Send back all of the data, word for word.

○ ○ ○

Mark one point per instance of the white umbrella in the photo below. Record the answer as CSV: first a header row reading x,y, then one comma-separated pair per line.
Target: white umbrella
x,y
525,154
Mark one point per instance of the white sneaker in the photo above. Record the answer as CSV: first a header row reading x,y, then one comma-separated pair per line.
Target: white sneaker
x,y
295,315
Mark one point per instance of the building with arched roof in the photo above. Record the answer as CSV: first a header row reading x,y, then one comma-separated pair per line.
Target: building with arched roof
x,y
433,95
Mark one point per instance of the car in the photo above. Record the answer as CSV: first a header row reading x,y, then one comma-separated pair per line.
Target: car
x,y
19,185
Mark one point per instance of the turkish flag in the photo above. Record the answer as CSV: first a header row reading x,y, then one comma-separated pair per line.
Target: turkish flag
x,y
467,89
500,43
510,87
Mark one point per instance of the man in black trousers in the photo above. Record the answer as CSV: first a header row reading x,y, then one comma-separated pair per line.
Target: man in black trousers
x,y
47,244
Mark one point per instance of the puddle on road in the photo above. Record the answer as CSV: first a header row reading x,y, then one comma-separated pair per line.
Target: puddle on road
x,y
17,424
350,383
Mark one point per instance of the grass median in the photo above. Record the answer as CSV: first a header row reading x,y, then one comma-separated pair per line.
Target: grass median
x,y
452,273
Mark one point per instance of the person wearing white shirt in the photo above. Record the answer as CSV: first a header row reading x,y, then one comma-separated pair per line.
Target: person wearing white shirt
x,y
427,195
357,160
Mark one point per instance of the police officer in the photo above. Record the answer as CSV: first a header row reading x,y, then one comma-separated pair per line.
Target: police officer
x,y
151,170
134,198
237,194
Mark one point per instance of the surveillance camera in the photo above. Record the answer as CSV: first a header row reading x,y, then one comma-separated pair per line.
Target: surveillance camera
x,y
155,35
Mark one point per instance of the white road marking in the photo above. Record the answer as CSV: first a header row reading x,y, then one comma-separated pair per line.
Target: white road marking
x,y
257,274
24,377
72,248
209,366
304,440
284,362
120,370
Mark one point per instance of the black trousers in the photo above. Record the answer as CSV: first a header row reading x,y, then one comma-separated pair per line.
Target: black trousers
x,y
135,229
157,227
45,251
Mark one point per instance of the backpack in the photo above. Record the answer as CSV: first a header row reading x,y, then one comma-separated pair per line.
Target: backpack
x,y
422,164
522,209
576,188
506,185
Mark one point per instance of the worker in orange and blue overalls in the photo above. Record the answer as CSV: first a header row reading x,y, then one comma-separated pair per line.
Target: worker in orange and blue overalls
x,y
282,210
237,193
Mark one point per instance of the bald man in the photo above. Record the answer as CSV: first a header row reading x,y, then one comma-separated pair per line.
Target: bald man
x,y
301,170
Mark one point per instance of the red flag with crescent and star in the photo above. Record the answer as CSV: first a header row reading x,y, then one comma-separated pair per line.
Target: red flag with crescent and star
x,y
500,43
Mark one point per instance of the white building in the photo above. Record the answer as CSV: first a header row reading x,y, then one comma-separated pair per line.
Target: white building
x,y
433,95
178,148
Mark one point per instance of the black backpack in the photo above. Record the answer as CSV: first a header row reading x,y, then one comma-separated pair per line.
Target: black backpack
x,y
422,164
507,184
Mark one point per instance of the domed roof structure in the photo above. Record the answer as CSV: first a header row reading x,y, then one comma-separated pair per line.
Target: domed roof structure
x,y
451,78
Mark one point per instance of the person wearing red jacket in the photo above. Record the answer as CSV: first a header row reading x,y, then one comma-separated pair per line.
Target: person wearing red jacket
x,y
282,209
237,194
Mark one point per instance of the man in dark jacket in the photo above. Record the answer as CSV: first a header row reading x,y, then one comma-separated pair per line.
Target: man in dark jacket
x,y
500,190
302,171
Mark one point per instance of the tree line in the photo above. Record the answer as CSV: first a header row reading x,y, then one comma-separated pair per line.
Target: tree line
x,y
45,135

○ ○ ○

RESULT ->
Mark one point per instance of the white umbrella in the photo below. Record the answer as CSV: first a header row reading x,y, then one comma-separated pair per line.
Target: white umbrella
x,y
525,154
Mark one point per instance of the white sneaker in the photo above. Record the answer as CSV: first a header row reading x,y, then one comma-separated pair per line.
Target: white sneaker
x,y
295,315
Mark one point per instance of the building with arched roof in the photo above. Record the answer as CSV: first a header row reading x,y, then one comma-separated pair per line.
Target: building with arched roof
x,y
433,95
Mark one point per instance of the car in the photo above. Record the answer as CSV: first a header row reading x,y, then one comma-separated pair per line.
Target: car
x,y
19,185
Mark one point per instance of the turkish flag in the photo above. Record the answer as CSV: first a header row reading x,y, then one comma-separated pair per line.
Target: turkish flag
x,y
467,89
500,43
510,87
Mark one point per instance of the man in black trousers in the photo above. Record the answer as CSV: first a header row reading x,y, then one comma-separated pair per line.
Target: man in black trousers
x,y
47,244
Mark one point per instance of the puddle on road in the photo above. Record the answer as CSV: first a header row reading x,y, then one comma-separated pair per line.
Target: puddle on road
x,y
17,424
350,383
Mark one point per instance of the grass median in the photo above. Record the answer as CSV: first a header row reading x,y, then one comma-separated pair per line.
Target: grass median
x,y
452,273
Mark one point per instance of the person wearing white shirt in the photo above. Record the answer as CSV: first a header row reading x,y, then one comma-separated pair per line.
Target: person wearing white shirt
x,y
427,195
357,160
Mark one point per instance of the police officer in the photo above. Record the answer as CSV: first a header row reading x,y, then one comma-separated pair per line.
Target: police officer
x,y
151,170
134,198
237,194
Mark one point per instance of the surveillance camera in the photo above. Record the answer as CSV: first a header row reading x,y, then one comma-separated pair per line.
Target: surveillance camera
x,y
155,35
Mark one point per instance of the white road marking in the photo above. Record the answer as CSV: first a header row reading x,y, then one comma-separated pair per line.
Target: white road marking
x,y
257,274
24,377
72,248
209,366
304,440
284,362
120,370
Mark one point per instance of the black trousers in the photo above. Record the answer as CSV: first a header row reading x,y, then one comma-separated pair per line.
Target: black trousers
x,y
135,229
157,227
45,251
Mark one point per instance of the backpack in the photo above. Record the answer as CSV: first a header row reading x,y, then one comma-separated pair per line.
Target: backpack
x,y
422,164
522,209
576,188
506,185
Mark one point per instance of the worker in orange and blue overalls in the photo above. Record the answer as CSV: first a header row reading x,y, then one comma-separated pair per line.
Target: worker in orange and blue overalls
x,y
282,210
237,193
Mark one point per instance of the bald man in the photo above. Record the answer as CSV: first a header row reading x,y, then one comma-separated pair per line.
Target: bald man
x,y
301,170
Mark one point per instance of the red flag with crescent and star in the photo above. Record the answer as CSV: first a header row reading x,y, then one comma-separated pair per line.
Target: red flag with crescent and star
x,y
500,43
Mark one point per instance of the white building in the photo above. Record the answer as CSV: first a header row reading x,y, then one comma-separated pair per line.
Target: white building
x,y
433,95
178,148
Mark one point per instance of the black backpack in the photo above. Record the answer as CSV: first a header row reading x,y, then one comma-separated pair per line.
Target: black backpack
x,y
422,164
507,184
Mark one point per instance of the domed roof structure in the photo above. Record the answer as CSV: first a header row reading x,y, then one comma-separated pair per line.
Target: domed roof structure
x,y
451,78
Mark one point per instance of the person wearing red jacket in the photo above. Record the answer as CSV: first a header row reading x,y, then one comma-separated pair per line.
Target: person wearing red jacket
x,y
282,209
237,194
Mark one point per instance of the man in dark jacket in the photo above. Record the answer as CSV: first a header row reading x,y, then one comma-separated pair per line.
Target: man in dark jacket
x,y
500,190
302,171
Mark one point per instance of the tree line in the photo above. Record the answer as CSV: first a header row reading x,y, then one comma-separated pair per line.
Target: tree line
x,y
45,135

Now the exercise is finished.